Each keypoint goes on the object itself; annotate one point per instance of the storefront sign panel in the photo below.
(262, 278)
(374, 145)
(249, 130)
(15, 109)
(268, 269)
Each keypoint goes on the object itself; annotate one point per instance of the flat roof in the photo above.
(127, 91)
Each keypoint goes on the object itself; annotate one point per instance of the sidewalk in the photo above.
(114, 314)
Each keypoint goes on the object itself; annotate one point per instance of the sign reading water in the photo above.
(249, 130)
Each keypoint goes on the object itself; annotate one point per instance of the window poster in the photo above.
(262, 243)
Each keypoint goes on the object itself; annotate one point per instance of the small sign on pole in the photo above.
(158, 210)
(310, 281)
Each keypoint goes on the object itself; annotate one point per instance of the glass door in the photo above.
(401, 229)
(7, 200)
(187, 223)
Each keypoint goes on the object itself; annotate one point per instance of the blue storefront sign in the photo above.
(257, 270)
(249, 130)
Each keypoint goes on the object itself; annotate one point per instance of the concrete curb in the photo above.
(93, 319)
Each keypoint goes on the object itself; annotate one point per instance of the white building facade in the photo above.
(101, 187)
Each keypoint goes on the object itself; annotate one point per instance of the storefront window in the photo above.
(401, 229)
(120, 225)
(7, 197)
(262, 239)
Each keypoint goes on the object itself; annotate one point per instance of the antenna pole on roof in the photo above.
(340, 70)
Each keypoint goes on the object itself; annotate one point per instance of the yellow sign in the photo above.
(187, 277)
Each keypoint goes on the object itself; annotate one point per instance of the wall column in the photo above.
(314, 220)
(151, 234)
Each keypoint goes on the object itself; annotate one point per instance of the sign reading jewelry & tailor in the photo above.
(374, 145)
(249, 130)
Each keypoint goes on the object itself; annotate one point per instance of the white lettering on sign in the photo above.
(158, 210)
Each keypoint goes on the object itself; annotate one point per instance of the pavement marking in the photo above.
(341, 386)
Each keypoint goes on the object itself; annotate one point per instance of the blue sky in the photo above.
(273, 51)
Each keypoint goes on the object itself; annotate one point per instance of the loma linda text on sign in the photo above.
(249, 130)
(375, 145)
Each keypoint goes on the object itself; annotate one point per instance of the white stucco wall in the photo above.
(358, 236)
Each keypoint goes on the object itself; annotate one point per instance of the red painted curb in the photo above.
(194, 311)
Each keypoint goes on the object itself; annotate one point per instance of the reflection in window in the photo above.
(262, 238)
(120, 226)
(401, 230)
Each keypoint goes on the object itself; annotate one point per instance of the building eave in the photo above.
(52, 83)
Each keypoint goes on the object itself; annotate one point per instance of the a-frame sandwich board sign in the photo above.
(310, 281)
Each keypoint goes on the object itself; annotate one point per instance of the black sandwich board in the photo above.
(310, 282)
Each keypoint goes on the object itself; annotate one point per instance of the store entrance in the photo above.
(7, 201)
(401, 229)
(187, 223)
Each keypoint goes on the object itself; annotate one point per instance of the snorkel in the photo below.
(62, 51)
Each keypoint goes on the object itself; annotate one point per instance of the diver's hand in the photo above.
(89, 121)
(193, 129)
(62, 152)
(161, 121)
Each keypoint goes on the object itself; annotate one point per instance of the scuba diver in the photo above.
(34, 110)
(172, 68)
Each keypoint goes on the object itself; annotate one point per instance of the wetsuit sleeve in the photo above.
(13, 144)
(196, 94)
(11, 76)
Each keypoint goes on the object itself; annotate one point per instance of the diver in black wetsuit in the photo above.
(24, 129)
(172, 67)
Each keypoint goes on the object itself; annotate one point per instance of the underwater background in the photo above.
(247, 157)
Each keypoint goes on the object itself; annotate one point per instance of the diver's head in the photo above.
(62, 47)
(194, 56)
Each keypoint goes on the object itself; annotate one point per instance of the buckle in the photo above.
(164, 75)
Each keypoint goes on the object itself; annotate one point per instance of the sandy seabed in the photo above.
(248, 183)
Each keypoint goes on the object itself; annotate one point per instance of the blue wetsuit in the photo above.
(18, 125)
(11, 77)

————

◆ WHAT THE TASK REQUIRES ◆
Copy out every line of the data above, exactly as given.

◆ OUTPUT OF THE EXERCISE ◆
Each keypoint goes on the object itself; annotate one point per instance of the storefront sign panel in the photo below.
(262, 278)
(374, 145)
(249, 130)
(15, 109)
(268, 269)
Each keypoint goes on the object itself; annotate one point per instance of the flat roof in the photo above.
(127, 91)
Each keypoint goes on the object itself; annotate one point per instance of the sidewalk in the photo above.
(114, 314)
Each keypoint goes on the object itself; annotate one point per instance of the sign reading water in the photo above.
(249, 130)
Each keypoint goes on the object itself; annotate one point per instance of the window poster in the photo above.
(262, 243)
Each keypoint goes on the object itself; annotate one point per instance of the small sign on pole in the photo above.
(158, 210)
(310, 281)
Each keypoint goes on the object itself; annotate one point per instance of the glass door in the photo above.
(401, 229)
(7, 200)
(187, 223)
Each keypoint goes on the object itself; annotate one point per instance of the blue storefront sign in the photo above.
(257, 270)
(249, 130)
Each keypoint goes on the object itself; annotate one point per instance of the concrete curb in the photo above.
(93, 319)
Each keypoint goes on the object itself; annotate one point per instance of the white building facade in the photo above.
(101, 187)
Each keypoint goes on the object itself; annotate one point per instance of the storefront window in the photo above.
(401, 229)
(120, 225)
(7, 197)
(262, 239)
Each keypoint goes on the object itself; annotate one point per instance of the antenna pole on roof in the photo above.
(340, 70)
Each keypoint goes on the object itself; annotate one point per instance of the yellow sign in the photo above.
(187, 277)
Each keypoint goes on the object itself; annotate one point per instance of the wall column in the photo above.
(314, 220)
(151, 234)
Each keypoint goes on the object itself; annotate one point per instance of the sign reading jewelry & tailor in the photo above.
(374, 145)
(249, 130)
Each keypoint goes on the object itself; annotate one point per instance of the white lettering on sign in the photo above.
(158, 210)
Each keypoint goes on the object itself; annotate one point per instance of the pavement marking in the photo above.
(341, 386)
Each keypoint goes on the object itself; annotate one point per instance of the blue sky in the photo above.
(273, 51)
Each keypoint goes on the object itself; annotate one point per instance of the loma linda text on sign in the photo above.
(249, 130)
(375, 145)
Each keypoint goes on the object itself; annotate one point per instance of the white stucco wall in the photo above.
(358, 236)
Each keypoint goes on the object itself; annotate one point per instance of the red painted curb in the photo above.
(194, 311)
Each keypoint goes on the object itself; annotate one point per instance of the reflection in window in the photo above.
(262, 238)
(120, 226)
(401, 230)
Each keypoint goes on the object itself; annotate one point per instance of the building eave in the photo above.
(52, 83)
Each keypoint goes on the object itself; annotate one point per instance of the a-frame sandwich board sign in the photo above.
(310, 281)
Each keypoint goes on the object itself; annotate one point per instance of the black sandwich board in the photo above.
(310, 282)
Each keypoint goes on the object itself; annotate one point per instance of the store entrance in the photo above.
(7, 201)
(401, 229)
(187, 223)
Each keypoint goes on the object itself; annotate one point per instance of the snorkel in the photo below.
(62, 51)
Each keypoint goes on the object itself; annotate one point per instance of the diver's hand in the photo above.
(89, 121)
(193, 129)
(62, 152)
(161, 121)
Each keypoint goes on the object itself; annotate one point per instance of the scuba diver in the photo above.
(34, 110)
(172, 68)
Each keypoint goes on the object itself; annotate one point per instance of the wetsuit sleeve in the photo above.
(13, 144)
(196, 94)
(11, 76)
Each keypoint goes on the object itself; annotate one point per instance of the diver in black wetsuit in the photo above.
(24, 129)
(172, 67)
Each keypoint goes on the object itself; annotate one point per instance of the underwater background in the photo above.
(247, 157)
Each keypoint goes on the object itself; annotate one point per instance of the diver's head in the photo above.
(62, 47)
(194, 56)
Each keypoint goes on the object itself; annotate one point per instance of the buckle in the photo above.
(164, 75)
Each keypoint goes on the object itself; annotate one point per instance of the sandy seabed in the photo above.
(248, 183)
Each keypoint goes on the object itself; annotate one point per instance of the blue wetsuit in the photo above.
(18, 125)
(11, 77)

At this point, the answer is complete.